> [ACTION ITEM A]
In the passage on crowdsourced dialogue evaluation, what are the three truncation strategies for the amount of context?
> [ACTION ITEM B]
Continue the passage on crowdsourced dialogue evaluation from its final sentence.

Phase 2. In Phase 2, the focus shifts to the type of contextual information, to answer (RQ2). We take an approach of machine in the loop for crowdsourcing. We restrict our experiments to experimental variation C0 (defined below), where no previous dialogue context is available to the annotators. We aim to enhance the quality of crowdsourced labels for C0 by including additional contextual information alongside the turn being evaluated. Our hypothesis is that without prior context, annotators may face challenges in providing accurate and consistent labels. By introducing additional context, like the user’s information need or a dialogue summary, we expect an increase in the accuracy of evaluations. Through this, we aim to approach a level of performance similar to when annotators have access to the entire dialogue context while minimizing the annotation effort required. We enhance the 40 dialogues from Phase 1 with the user’s information need or a dialogue summary, as detailed in Section 2.2. Thus, in Phase 2, we have three experimental setups: C0-llm, C0-heu, and C0-sum. Table 3 in Section A.1 summarizes the setups.
The HIT design closely mirrors that of Phase 1. The main task remains unchanged, except for the inclusion of the user’s information need or a dialogue summary. Annotators answer the same two questions on relevance and usefulness in separate HITs. While we do not strictly enforce reliance on the additional information provided, annotators are encouraged to use it when they perceive that the current response lacks sufficient information for an informed judgment.
2.4 Experimental conditions
We focus on two key attributes: the amount and type of dialogue context. For both attributes, we explore three distinct settings, resulting in 6 variations, for both relevance and usefulness; each was applied to the same 40 dialogues:
• Amount of context. We explore three truncation strategies: no-context (C0), partial context (C3), and full context (C7), designed to encompass scenarios where no previous dialogue context is accessible to the annotator (C0), where some previous dialogue context is available but not comprehensively (C3), and when annotators have access to the complete previous dialogue context (C7).

> [DATASET ENTRIES]
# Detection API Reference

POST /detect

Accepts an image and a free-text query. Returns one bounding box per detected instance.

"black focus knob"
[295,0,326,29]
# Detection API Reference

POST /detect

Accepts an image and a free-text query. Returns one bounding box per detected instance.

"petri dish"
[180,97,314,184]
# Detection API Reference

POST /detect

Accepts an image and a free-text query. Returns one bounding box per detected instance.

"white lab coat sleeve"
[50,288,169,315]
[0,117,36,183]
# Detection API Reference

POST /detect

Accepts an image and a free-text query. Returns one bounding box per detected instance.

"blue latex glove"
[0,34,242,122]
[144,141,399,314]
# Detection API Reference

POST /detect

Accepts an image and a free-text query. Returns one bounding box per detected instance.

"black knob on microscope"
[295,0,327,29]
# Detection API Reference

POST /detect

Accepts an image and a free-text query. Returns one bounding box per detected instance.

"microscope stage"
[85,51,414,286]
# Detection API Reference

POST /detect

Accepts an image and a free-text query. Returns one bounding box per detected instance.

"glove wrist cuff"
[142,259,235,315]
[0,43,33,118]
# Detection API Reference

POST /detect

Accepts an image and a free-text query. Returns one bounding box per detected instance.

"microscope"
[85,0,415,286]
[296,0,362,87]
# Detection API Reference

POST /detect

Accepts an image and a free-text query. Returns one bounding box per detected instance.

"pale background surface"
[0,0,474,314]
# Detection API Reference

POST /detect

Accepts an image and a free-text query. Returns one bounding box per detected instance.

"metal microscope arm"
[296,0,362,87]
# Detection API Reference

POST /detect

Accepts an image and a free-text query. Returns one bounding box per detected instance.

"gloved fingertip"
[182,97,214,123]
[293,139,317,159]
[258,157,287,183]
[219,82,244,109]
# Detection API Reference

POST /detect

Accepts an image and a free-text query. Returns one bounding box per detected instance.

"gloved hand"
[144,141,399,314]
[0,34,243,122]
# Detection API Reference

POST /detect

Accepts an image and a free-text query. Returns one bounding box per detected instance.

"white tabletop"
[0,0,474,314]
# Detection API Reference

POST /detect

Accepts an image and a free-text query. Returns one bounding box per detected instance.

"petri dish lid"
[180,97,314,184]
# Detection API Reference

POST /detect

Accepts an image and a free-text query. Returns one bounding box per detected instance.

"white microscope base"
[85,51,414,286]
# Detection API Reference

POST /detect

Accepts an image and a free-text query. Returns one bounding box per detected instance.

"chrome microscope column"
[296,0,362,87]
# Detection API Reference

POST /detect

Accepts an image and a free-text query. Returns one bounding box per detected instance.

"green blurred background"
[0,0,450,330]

> [ANSWER SPACE A]
No context (C0), partial context (C3), and full context (C7).

> [ANSWER SPACE B]
• Type of context. Using the contexts generated in Section 2.2, we experiment with three variations of context type: heuristically generated information need (C0-heu), an LLM-generated information need (C0-llm), and dialogue summary (C0-sum).
Table 3 in Section A.1 of the appendix summarizes the experimental conditions.
2.5 Participants
We enlisted master workers from the US on Amazon Mechanical Turk (MTurk) (Amazon Mechanical Turk, 2023) to ensure proficient language understanding. Annotators were filtered based on platform qualifications, requiring a minimum accuracy of 97% across 5000 HITs. To mitigate any learning bias from the task, each annotator was limited to completing 10 HITs per batch and participating in a maximum of 3 experimental conditions. A total of 78 unique annotators took part in Phases 1 and 2 and each worker was paid $0.4 per HIT, an average of $14 per hour. Their average age range was 35–44 years. The gender distribution was 46% female and 54% male. The majority held a four-year undergraduate degree (48%), followed by two-year and master’s degrees (15% and 14%, respectively).
We conduct quality control on the crowdsourced labels to ensure reliability as described in Section A.2 in the appendix.